Südkorea verfügt über gut ausgebildete Arbeitskräfte. Vor allem ältere Arbeitnehmer sind lange Arbeitszeiten gewohnt. In einzelnen Segmenten bestehen personelle Engpässe.

Von Frank Robaschik | Seoul

Im Jahr 2022 zählte Südkorea fast 1 Million mehr Beschäftigte als vor der Coronapandemie 2019. Die offizielle Arbeitslosenrate fiel auf 2,9 Prozent. Für 20- bis 29-Jährige weisen die Behörden 2022 eine Arbeitslosenrate von 6,5 Prozent aus. Einschließlich nicht regulär Beschäftigter und nicht gemeldeter Arbeitsloser ist die tatsächliche Unterbeschäftigung jedoch generell deutlich höher.

Im Gesundheits- und Sozialwesen waren 2022 knapp 800.000 mehr Menschen beschäftigt als fünf Jahre zuvor. Dagegen verlor der Handel vor allem durch den Vormarsch des E-Commerce rund eine halbe Million Mitarbeiter. Gleichzeitig entstanden angesichts der boomenden Lieferdienste etwa 250.000 mehr Arbeitsplätze im Bereich Verkehr und Lager.

Das verarbeitende Gewerbe schaffte 2022 erstmals seit 2016 wieder mehr neue Arbeitsplätze als alte wegfielen. Generell setzt Südkorea angesichts hoher Lohnkosten auf Automatisierung. Zudem bauen Firmen mehr Produktionsstandorte im Ausland auf und weichen oft auf kostengünstigere Alternativen aus.

Reguläre Beschäftigte genießen Vorteile

Zentrales Merkmal des Arbeitsmarktes ist die starke Unterscheidung zwischen regulär und nicht regulär Beschäftigten. Erstere genießen einen umfangreichen Schutz des Arbeitsplatzes und werden besser entlohnt. Frauen in Führungspositionen sind in Südkorea viel seltener vertreten als Männer und erhalten im Durchschnitt eine wesentlich geringere Bezahlung. Ihre Beschäftigungsquote lag 2022 mit 54,6 Prozent deutlich unter der von Männern mit 73,5 Prozent. Nach wie vor ziehen sich weibliche Angestellte nach der Geburt eines Kindes häufig aus dem Arbeitsleben zurück.

[Mitgeliefertes Material]
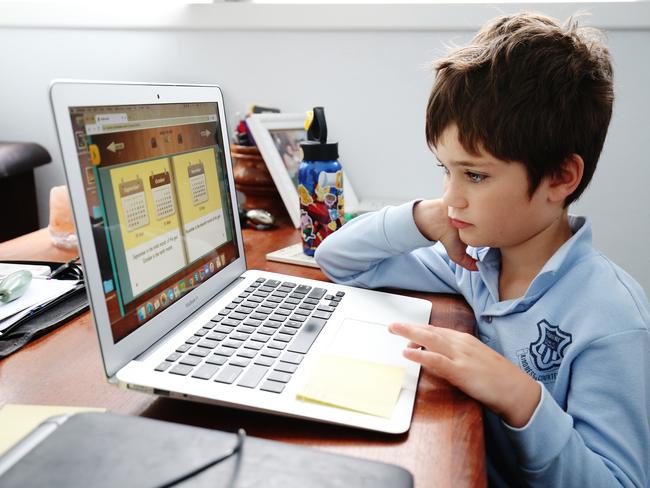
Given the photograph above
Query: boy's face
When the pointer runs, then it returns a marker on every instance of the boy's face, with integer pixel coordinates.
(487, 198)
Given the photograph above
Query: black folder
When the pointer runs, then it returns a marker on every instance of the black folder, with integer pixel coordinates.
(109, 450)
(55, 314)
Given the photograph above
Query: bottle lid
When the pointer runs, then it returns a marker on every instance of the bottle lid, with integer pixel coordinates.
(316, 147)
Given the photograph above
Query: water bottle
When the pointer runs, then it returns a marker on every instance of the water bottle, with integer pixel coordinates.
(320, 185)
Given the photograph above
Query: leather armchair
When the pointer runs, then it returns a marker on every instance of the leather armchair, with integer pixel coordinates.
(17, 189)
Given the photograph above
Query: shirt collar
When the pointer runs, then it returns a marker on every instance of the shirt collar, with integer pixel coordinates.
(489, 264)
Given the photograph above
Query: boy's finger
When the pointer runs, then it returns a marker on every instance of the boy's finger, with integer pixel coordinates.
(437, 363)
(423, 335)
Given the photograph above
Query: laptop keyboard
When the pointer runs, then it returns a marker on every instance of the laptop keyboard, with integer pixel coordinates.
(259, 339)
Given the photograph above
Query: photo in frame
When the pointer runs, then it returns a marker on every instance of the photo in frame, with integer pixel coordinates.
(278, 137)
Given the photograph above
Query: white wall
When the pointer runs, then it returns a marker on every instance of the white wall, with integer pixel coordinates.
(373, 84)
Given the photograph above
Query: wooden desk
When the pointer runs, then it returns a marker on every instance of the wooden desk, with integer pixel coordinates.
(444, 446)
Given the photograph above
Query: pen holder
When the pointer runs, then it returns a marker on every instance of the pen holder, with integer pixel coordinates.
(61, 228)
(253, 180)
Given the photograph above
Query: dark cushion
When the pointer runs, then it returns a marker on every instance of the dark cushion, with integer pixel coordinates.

[Aufgaben]
a) Prüfe für jede Aussage, ob sie zum Text über den südkoreanischen Arbeitsmarkt passt, und antworte mit Ja oder Nein sowie den entscheidenden Worten des Textes im genauen Wortlaut. (i) Die offizielle Arbeitslosenrate ist auf 2,9 Prozent gesunken. (ii) Durch den E-Commerce hat der Handel rund eine halbe Million neue Stellen gewonnen. (iii) Reguläre Beschäftigte werden schlechter bezahlt als nicht regulär Beschäftigte.
b) Schreib den Text über den südkoreanischen Arbeitsmarkt nach seinem letzten Satz weiter.
Die Einträge haben mit dem Text über den südkoreanischen Arbeitsmarkt nichts zu tun.

[Lösungen]
a)
(i) Ja: „Die offizielle Arbeitslosenrate fiel auf 2,9 Prozent.“
(ii) Nein: „Dagegen verlor der Handel vor allem durch den Vormarsch des E-Commerce rund eine halbe Million Mitarbeiter.“
(iii) Nein: „Erstere genießen einen umfangreichen Schutz des Arbeitsplatzes und werden besser entlohnt.“

b)
Notorisch lange Arbeitszeiten werden kürzer

Die Regierung reduzierte die maximal erlaubte Wochenarbeitszeit 2018 von 68 auf 52 Stunden. Seit Juli 2021 gilt die Regelung für Unternehmen ab fünf Mitarbeitern. Für Firmen mit weniger als 30 Mitarbeitern sind bei entsprechender Begründung und Absprache mit der Arbeitnehmervertretung bis Ende 2023 bis zu 60 Stunden Arbeit pro Woche möglich. Der seit Mai 2022 amtierende Präsident Yoon will für mehr Flexibilität bei den Arbeitszeiten sorgen, dürfte damit aber bis 2024 am Parlament scheitern.

Die durchschnittliche Wochenarbeitszeit pro Beschäftigten sank 2022 auf 38,3 Stunden (2021: 38,9 Stunden). Beschäftigte arbeiteten 2021 im Schnitt 1.915 Stunden. Das waren 11,6 Prozent mehr als das Mittel der Länder der Organisation für wirtschaftliche Zusammenarbeit und Entwicklung OECD.

Arbeitskräfte sind im Durchschnitt gut ausgebildet. Vor allem Absolventen führender Hochschulen wie Korea Advanced Institute of Science and Technology, Seoul National University, Korea University, Yonsei University oder Postech verfügen über eine breite und solide theoretische Ausbildung. Praktische Fähigkeiten werden gewöhnlich im Betrieb vermittelt.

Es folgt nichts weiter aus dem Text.